### Required action
Print the listing in its entirety and exactly, leaving out images.

### Data under study
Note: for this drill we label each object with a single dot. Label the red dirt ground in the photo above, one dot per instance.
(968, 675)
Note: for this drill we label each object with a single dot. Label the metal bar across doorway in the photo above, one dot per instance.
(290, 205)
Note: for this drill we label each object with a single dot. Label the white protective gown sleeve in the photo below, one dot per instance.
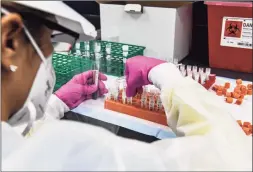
(212, 140)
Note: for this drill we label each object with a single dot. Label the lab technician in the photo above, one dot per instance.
(208, 137)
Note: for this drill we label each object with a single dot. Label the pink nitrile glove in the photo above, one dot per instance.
(136, 71)
(81, 88)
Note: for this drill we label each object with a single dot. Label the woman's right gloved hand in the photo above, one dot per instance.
(136, 71)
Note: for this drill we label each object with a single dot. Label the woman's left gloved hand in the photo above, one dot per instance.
(80, 88)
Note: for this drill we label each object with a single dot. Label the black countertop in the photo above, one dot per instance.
(124, 132)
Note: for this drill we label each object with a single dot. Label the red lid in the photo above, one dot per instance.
(234, 4)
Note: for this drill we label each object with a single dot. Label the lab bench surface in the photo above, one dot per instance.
(117, 130)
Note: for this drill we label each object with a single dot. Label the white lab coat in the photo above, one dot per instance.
(212, 140)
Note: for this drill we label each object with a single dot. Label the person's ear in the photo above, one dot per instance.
(11, 31)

### Solution for this exercise
Note: for this drill we label each object with a single dot. Label the red dirt ground in the photo above, one dot per instance.
(968, 675)
Note: for this drill we label each object with a single dot. Label the metal bar across doorway in the photo above, one dot per instance.
(290, 205)
Note: for this drill we label each object with a single dot. Label the white protective gown sleeve in the photo below, one dot per instance.
(212, 140)
Note: for this drill we label each object with a single dot. Label the lab technician in the photo above, one dot per instance.
(208, 137)
Note: for this drill we label each object with a single dot. Label the pink nitrile glove in the photo above, one dot per instance.
(136, 71)
(81, 88)
Note: for this drill we label each object with a single dot. Label the woman's right gloved hand in the photo above, one dot per instance.
(136, 71)
Note: for this drill we label each object with a single dot. Label the woman's left gloved hand in the photo above, one dot per instance.
(80, 88)
Note: for this drill we label each object with a single dot. Label the black countertop in the photo above, one dot per instance.
(124, 132)
Note: for this drill we label each object with a single dot. Label the red lid in the photo above, one dot per instance.
(234, 4)
Note: for this drill we label each object with a single dot. Label the lab bench surface in the photo above, one dot per instance.
(117, 130)
Note: for this drill we label each object with a single dot. Label the white lab coat in the photo above, one dot per instance.
(212, 140)
Note: for this drill we label each object with a single dot. Label the person's ear in the photo above, one dot per instance.
(11, 31)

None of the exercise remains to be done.